Word for word, transcribe the lines from the one containing "rough mask: <svg" through the end of the entries, both included, and nothing else.

(Collected data entries)
-------
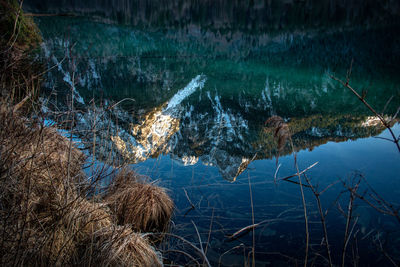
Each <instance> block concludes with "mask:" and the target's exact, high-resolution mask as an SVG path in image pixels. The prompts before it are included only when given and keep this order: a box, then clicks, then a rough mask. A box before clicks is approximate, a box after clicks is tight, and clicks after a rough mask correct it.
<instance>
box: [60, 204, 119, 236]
mask: <svg viewBox="0 0 400 267" xmlns="http://www.w3.org/2000/svg"><path fill="white" fill-rule="evenodd" d="M62 220H63V222H64V224H65V225H68V228H69V229H71V232H72V233H73V234H74V236H75V239H76V240H77V242H86V241H88V239H90V238H91V237H92V236H93V234H94V233H95V232H96V231H99V230H101V229H103V228H107V227H111V226H112V224H113V218H112V216H111V212H110V210H109V208H108V206H107V205H106V204H103V203H96V202H92V201H88V200H86V199H84V198H79V199H77V201H76V202H75V203H74V204H73V205H72V207H71V209H70V211H69V212H68V213H67V214H66V215H65V216H64V217H63V219H62Z"/></svg>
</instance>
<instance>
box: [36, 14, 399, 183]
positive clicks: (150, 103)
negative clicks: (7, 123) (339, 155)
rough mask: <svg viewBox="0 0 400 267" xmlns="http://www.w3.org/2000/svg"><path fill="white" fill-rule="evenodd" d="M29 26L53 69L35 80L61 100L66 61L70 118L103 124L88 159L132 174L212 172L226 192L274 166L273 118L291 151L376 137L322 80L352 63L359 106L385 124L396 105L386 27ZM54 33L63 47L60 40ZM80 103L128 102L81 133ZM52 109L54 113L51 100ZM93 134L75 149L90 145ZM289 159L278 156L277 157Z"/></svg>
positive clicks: (274, 140)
-------
* The completed task *
rough mask: <svg viewBox="0 0 400 267" xmlns="http://www.w3.org/2000/svg"><path fill="white" fill-rule="evenodd" d="M29 26L53 69L35 80L61 100L66 61L70 118L103 124L88 159L132 174L212 172L226 192L274 166L273 118L291 151L376 137L322 80L352 63L359 106L385 124L396 105L386 27ZM54 33L63 47L60 40ZM80 103L128 102L81 133ZM52 109L54 113L51 100ZM93 134L75 149L90 145ZM289 159L278 156L277 157Z"/></svg>
positive clicks: (274, 140)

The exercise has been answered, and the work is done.